Task brief:
All lines from the line containing "Indicate a point on each instance of the curly" up to and including the last line of the entries must be written out exactly, with no others.

Records from a dataset:
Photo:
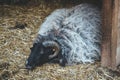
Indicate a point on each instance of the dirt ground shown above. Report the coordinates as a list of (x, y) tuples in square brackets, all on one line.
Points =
[(15, 43)]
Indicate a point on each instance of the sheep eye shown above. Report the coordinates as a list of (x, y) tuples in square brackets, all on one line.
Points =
[(54, 50)]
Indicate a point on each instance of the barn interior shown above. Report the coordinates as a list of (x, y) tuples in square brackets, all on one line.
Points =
[(19, 25)]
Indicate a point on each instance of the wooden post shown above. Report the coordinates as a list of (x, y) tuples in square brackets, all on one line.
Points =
[(111, 34)]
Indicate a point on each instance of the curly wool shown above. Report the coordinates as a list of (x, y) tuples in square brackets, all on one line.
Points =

Problem solution:
Indicate a point on each instance of the curly wool shown above. Report the coordinates as a list of (x, y) tuples in square brackets, all on one line.
Points =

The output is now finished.